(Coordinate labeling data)

────────────────────────────────────────

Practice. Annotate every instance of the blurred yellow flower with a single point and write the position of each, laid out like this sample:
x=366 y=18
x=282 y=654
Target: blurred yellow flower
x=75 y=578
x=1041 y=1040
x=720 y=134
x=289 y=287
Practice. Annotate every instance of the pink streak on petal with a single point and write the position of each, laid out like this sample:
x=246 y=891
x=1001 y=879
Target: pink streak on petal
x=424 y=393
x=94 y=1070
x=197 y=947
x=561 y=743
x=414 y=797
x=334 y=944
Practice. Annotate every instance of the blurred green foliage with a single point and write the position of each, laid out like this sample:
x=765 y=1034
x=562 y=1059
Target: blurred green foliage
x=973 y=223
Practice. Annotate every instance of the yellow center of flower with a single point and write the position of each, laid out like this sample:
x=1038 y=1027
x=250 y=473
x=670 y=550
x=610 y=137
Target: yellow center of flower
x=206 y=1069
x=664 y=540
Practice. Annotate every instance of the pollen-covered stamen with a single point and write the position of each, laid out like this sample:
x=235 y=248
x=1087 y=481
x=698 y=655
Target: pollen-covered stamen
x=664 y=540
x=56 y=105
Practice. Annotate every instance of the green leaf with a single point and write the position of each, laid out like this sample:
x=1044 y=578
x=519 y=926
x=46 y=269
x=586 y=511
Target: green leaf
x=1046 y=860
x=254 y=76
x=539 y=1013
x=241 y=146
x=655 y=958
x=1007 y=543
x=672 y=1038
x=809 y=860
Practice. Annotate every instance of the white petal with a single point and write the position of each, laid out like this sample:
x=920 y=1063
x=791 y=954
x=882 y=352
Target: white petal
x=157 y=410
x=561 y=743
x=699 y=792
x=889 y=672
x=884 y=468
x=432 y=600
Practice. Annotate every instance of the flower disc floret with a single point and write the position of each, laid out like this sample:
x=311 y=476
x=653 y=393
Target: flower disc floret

────────────────────────────────────────

■ TASK BRIEF
Rewrite every item above, replacing "single point" with "single marker" and keeping everything else unchanged.

■ EXERCISE RESPONSE
Practice. Annotate every instance of the blurred yellow flower with a single marker and write the position of each, laid out like this sample:
x=366 y=18
x=282 y=654
Target: blurred yellow flower
x=75 y=578
x=1041 y=1040
x=720 y=134
x=289 y=287
Practice. Annotate every instance of the pink streak on petal with a single marker and write the position of each, laid out like this sample:
x=246 y=891
x=1001 y=879
Target: pink streak on petal
x=424 y=393
x=94 y=1070
x=197 y=947
x=561 y=743
x=414 y=797
x=334 y=944
Practice. Annotate every instance of the blurred green foliage with a single marker and write the position of each, laid out like this sample:
x=765 y=1034
x=562 y=1059
Target: blurred green foliage
x=973 y=223
Practice. Annotate every instance of the yellow center of flower with a single marker and write the position of each, laid out like this sample:
x=1038 y=1027
x=250 y=473
x=670 y=550
x=610 y=137
Target: yellow center of flower
x=206 y=1069
x=664 y=540
Practice. Annotate every instance of the pollen-covered stamen with a single marker and write the position of each, laid out like this sample:
x=235 y=248
x=1087 y=481
x=698 y=655
Target: pollen-covered stamen
x=664 y=540
x=56 y=105
Practice. Annotate every instance of the green leaf with a single marker and write the position of each, laid out like this sample:
x=1044 y=578
x=519 y=926
x=46 y=269
x=586 y=511
Target: green leaf
x=1046 y=860
x=254 y=76
x=539 y=1013
x=241 y=146
x=655 y=958
x=1007 y=543
x=672 y=1038
x=809 y=860
Practice. Annotate every instance of the white petal with a single marker and write the position of each, laid out like this sample:
x=920 y=1063
x=791 y=954
x=882 y=352
Target: white petal
x=157 y=410
x=561 y=743
x=699 y=792
x=889 y=672
x=884 y=468
x=432 y=600
Practice. Annotate every instance of the flower disc floret with a single marker and write the position of each, laid out like this sample:
x=311 y=476
x=653 y=393
Target: flower disc floret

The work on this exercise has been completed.